> **Required work**
**1)** List the factors that the passage on Infineon's nine-month revenue names as enabling all four operating segments to increase revenue.
**2)** According to the passage on Infineon's nine-month revenue, what share of worldwide revenue did China account for?

In the previous fiscal year, International Rectifier was included with effect from January 13, 2015, whereas the figures for the first nine months of the 2016 fiscal year include International Rectifier for the full reporting period.
Revenue for the nine-month period increased by €601 million to €4,798 million (October 2014 - June 2015: €4,197 million). Thanks to the acquisition of International Rectifier (closed on January 13, 2015), market share gains through organic growth and the appreciation of the US dollar (exchange rate of US\$ 1.11 to the euro compared to US\$ 1.16 to the euro in the same period one year earlier), all four operating segments were able to increase nine-month revenue compared to the same period in the previous year.
The acquisition of International Rectifier further improved the access to the Chinese and US markets, a fact reflected in above-average revenue growth in these regions. Infineon also grew in all other regions.
At €347 million, more than one half (58 percent) of the revenue increase related to the Asia-Pacific region (excluding Japan), followed by the Europe, Middle East and Africa region, where revenue rose by €117 million (19 percent of the total increase).
The Asia-Pacific region (excluding Japan) had already taken the lead as the strongest region during the previous fiscal year, when it accounted for 46 percent of revenue, ahead of the Europe, Middle East and Africa region with 36 percent. The importance of the Asia-Pacific region (excluding Japan) continued to grow during the third quarter, accounting for 47 percent and therefore nearly one half of Infineon's worldwide revenue during the first nine months of the 2016 fiscal year, compared to the 34 percent generated in the Europe, Middle East and Africa region. Within the Asia-Pacific region (excluding Japan), China accounted for the largest share of worldwide revenue at individual country level, with revenue of €1,152 million or 24 percent.

> **Records from a data collection**

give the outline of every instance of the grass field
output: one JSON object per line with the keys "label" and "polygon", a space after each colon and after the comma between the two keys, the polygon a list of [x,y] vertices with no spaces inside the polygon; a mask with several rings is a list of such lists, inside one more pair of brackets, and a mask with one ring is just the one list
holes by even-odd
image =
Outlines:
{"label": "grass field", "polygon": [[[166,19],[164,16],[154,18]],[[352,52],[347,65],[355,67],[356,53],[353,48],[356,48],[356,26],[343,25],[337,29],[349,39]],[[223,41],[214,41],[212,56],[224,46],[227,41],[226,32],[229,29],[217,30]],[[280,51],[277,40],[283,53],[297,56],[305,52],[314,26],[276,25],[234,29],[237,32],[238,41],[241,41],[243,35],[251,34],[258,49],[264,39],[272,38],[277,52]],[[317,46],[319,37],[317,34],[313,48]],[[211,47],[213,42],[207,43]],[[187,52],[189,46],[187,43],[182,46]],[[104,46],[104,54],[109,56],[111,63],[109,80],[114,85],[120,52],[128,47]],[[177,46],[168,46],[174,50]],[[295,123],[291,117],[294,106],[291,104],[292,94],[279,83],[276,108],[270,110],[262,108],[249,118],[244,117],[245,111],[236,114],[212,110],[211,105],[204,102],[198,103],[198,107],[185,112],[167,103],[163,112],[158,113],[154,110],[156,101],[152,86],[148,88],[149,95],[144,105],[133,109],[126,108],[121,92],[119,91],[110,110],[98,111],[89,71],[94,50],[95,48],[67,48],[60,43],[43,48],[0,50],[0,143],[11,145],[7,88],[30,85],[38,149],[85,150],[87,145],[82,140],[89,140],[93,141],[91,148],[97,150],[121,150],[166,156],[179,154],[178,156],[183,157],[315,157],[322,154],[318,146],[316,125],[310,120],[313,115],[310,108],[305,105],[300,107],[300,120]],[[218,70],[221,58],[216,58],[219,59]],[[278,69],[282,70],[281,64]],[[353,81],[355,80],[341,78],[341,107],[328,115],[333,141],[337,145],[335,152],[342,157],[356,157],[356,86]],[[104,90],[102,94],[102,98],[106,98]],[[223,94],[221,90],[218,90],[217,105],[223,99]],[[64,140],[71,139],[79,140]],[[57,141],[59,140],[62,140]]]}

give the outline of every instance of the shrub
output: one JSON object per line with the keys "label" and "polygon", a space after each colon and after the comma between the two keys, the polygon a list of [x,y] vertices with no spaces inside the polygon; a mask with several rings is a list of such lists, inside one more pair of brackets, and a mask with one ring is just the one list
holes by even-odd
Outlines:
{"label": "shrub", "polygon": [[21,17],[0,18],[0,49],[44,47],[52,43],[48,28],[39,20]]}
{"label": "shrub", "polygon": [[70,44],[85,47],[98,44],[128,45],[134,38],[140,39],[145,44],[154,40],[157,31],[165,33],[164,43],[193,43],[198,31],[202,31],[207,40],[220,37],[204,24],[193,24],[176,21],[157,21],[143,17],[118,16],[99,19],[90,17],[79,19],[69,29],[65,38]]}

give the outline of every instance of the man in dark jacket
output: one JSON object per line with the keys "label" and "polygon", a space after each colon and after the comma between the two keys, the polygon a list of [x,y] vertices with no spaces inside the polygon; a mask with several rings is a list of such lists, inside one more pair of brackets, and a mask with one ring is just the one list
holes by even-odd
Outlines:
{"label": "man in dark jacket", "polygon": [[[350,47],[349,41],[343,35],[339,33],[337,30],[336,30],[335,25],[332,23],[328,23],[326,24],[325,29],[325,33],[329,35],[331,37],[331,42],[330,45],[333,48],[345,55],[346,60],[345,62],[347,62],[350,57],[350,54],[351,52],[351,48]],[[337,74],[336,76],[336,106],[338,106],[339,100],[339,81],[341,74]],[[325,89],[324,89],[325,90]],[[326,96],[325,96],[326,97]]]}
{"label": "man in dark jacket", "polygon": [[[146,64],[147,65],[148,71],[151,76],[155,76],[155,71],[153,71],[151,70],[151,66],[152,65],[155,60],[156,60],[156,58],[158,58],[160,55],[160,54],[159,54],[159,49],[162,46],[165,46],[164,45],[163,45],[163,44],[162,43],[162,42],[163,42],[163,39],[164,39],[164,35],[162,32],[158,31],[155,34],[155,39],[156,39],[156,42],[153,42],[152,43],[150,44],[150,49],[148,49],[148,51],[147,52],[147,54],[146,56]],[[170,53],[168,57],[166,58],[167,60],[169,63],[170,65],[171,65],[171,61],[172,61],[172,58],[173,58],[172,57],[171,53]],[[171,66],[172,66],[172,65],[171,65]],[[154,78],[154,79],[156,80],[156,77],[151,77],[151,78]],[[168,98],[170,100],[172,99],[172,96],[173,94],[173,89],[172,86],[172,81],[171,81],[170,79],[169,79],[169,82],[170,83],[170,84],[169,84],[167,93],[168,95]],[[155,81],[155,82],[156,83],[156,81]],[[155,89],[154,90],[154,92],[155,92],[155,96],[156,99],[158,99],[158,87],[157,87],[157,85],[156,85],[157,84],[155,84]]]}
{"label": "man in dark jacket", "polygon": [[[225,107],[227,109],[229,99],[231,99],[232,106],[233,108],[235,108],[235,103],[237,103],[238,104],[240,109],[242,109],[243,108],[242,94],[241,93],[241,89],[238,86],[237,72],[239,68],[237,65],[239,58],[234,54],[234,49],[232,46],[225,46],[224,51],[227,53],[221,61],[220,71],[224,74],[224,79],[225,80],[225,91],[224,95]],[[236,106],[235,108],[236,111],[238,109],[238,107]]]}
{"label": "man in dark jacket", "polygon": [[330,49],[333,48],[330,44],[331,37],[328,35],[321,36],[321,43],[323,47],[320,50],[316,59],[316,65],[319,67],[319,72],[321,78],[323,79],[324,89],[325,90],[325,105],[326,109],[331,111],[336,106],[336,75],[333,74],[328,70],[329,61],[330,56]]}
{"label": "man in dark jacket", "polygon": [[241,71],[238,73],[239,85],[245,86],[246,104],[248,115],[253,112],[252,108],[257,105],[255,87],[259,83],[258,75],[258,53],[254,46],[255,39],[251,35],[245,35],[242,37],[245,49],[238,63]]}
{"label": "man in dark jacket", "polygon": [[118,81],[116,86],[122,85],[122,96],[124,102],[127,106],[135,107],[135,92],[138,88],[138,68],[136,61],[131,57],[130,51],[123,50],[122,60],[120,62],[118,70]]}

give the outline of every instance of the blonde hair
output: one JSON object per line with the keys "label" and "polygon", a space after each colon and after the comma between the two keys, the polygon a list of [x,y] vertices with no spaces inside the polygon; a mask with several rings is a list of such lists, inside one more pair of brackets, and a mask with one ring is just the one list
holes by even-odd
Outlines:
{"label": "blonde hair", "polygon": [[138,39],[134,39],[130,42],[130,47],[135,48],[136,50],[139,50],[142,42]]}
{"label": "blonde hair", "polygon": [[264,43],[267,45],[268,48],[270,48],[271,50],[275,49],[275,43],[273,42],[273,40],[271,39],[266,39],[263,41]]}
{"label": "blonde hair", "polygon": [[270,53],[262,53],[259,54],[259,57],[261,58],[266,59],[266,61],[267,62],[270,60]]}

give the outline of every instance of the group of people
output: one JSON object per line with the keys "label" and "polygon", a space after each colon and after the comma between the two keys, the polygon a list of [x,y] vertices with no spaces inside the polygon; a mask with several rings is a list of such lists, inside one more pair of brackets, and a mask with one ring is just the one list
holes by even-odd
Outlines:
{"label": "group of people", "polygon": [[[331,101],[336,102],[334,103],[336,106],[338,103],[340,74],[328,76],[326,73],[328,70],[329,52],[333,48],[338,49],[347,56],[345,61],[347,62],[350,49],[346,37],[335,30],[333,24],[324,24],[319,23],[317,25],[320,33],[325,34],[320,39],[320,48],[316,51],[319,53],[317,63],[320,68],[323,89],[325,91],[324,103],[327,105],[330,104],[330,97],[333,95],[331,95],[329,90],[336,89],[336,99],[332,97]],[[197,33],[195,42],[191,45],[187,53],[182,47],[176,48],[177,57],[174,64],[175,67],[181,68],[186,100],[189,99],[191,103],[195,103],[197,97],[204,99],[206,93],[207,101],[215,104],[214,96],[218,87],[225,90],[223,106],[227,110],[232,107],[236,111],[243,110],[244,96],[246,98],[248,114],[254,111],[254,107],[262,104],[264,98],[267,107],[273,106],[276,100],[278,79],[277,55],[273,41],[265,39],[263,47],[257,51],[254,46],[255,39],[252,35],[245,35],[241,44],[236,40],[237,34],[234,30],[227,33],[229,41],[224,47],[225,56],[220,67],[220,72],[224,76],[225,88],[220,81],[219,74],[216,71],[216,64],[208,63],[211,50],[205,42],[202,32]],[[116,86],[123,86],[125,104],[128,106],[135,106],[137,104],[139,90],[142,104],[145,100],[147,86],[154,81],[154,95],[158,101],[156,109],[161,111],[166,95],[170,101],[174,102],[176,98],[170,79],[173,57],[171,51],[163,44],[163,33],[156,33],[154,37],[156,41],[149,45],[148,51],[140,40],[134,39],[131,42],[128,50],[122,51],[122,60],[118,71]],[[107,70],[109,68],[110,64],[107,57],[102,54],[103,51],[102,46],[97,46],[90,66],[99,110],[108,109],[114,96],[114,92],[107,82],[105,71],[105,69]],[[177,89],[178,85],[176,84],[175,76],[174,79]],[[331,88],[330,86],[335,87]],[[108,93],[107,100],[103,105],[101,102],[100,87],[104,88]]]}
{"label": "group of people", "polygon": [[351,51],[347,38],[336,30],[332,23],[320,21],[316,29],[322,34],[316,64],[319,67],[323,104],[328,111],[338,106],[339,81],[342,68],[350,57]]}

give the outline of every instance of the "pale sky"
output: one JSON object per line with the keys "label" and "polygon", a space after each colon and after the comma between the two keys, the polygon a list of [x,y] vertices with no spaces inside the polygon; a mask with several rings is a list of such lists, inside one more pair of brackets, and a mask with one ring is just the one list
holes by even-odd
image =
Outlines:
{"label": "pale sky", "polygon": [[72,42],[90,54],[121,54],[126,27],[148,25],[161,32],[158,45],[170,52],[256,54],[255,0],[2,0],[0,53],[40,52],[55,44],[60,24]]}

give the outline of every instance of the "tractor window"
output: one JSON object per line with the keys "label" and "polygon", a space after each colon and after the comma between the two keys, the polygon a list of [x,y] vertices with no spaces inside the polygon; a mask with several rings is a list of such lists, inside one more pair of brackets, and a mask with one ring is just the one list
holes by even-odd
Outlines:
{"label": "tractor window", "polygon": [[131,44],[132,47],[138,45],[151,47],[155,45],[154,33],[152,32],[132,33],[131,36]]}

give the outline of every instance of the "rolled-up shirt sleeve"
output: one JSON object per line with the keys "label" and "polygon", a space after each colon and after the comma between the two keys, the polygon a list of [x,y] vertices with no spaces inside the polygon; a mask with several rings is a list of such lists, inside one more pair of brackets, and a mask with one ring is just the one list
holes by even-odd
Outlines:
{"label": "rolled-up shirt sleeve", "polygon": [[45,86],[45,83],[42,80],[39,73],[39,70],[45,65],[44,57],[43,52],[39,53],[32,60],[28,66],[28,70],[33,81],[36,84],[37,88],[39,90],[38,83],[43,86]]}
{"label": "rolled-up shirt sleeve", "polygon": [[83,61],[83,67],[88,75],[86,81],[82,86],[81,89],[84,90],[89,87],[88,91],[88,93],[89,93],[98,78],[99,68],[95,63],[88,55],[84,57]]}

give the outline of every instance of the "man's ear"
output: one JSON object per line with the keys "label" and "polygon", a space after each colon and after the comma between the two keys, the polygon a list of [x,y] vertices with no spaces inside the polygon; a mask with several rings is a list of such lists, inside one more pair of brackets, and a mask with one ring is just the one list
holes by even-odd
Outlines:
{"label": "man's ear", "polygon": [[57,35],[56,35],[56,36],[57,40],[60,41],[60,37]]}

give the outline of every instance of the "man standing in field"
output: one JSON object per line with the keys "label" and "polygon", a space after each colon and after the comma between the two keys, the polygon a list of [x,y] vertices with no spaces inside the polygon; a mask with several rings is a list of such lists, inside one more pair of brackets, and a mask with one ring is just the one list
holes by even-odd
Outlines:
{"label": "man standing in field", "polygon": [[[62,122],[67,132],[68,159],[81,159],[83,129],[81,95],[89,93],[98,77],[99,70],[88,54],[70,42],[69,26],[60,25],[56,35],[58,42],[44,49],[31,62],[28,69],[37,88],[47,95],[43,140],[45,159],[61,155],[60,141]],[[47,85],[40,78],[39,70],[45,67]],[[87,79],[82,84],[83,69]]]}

> **Answers to the tasks**
**1)**
- The acquisition of International Rectifier (closed on January 13, 2015)
- Market share gains through organic growth
- The appreciation of the US dollar (US$ 1.11 to the euro compared to US$ 1.16 to the euro a year earlier)

**2)** 24 percent, with revenue of €1,152 million.